= Data to process =
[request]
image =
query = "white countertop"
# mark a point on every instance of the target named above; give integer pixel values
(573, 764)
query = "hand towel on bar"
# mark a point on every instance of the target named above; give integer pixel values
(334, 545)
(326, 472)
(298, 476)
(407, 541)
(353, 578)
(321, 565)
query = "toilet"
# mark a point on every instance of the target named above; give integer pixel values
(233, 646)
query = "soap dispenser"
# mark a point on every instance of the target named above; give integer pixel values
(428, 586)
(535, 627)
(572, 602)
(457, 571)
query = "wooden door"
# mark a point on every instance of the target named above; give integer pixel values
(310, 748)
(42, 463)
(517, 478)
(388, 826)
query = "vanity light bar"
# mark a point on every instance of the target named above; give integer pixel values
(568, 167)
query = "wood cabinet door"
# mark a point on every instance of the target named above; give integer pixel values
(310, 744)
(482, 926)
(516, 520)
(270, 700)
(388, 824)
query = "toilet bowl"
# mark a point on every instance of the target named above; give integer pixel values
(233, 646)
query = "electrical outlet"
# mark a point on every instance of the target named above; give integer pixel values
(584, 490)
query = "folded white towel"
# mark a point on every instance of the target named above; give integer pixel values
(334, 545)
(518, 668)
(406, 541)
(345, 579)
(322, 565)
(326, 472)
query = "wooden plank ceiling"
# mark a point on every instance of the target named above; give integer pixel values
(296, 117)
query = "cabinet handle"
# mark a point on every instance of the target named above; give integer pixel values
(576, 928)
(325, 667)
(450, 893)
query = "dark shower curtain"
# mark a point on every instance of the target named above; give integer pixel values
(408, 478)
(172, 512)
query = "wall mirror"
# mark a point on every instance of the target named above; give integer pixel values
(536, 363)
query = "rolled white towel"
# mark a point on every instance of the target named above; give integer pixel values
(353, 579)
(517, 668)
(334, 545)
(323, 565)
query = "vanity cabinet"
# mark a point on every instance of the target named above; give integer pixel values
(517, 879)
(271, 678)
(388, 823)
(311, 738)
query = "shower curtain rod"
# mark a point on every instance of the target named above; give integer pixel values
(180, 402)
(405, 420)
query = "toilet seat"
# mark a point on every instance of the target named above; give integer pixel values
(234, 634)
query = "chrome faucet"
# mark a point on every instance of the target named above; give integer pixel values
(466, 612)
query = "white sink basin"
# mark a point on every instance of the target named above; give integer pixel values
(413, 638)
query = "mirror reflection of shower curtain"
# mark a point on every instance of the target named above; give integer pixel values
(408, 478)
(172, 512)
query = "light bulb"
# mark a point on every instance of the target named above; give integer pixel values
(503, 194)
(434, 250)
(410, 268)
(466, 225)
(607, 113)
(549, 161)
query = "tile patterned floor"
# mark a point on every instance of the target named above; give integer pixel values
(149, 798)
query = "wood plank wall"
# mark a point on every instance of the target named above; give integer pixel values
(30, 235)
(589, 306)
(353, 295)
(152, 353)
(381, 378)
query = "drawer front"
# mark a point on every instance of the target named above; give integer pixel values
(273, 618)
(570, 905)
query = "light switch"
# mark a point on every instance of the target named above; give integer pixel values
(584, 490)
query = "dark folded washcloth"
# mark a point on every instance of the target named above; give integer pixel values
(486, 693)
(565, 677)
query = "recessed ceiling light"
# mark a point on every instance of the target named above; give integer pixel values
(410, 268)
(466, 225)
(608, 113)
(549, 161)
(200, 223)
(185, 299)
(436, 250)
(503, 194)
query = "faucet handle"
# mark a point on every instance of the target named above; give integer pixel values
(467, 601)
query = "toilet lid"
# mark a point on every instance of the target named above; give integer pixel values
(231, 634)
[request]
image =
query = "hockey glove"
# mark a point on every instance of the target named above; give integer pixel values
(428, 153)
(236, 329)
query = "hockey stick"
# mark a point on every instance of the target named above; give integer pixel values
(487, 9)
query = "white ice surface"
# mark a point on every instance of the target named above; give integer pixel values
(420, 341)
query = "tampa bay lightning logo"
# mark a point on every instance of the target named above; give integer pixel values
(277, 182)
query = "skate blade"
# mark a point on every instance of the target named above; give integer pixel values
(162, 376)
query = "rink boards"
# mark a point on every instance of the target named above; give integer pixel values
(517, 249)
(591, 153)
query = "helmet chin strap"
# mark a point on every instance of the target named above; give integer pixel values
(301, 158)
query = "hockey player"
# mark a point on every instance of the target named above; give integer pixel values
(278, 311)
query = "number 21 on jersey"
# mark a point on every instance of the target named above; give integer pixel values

= The problem =
Return every line of the items above that contains the string "faucet".

= Answer to this problem =
query = "chrome faucet"
query = "faucet handle"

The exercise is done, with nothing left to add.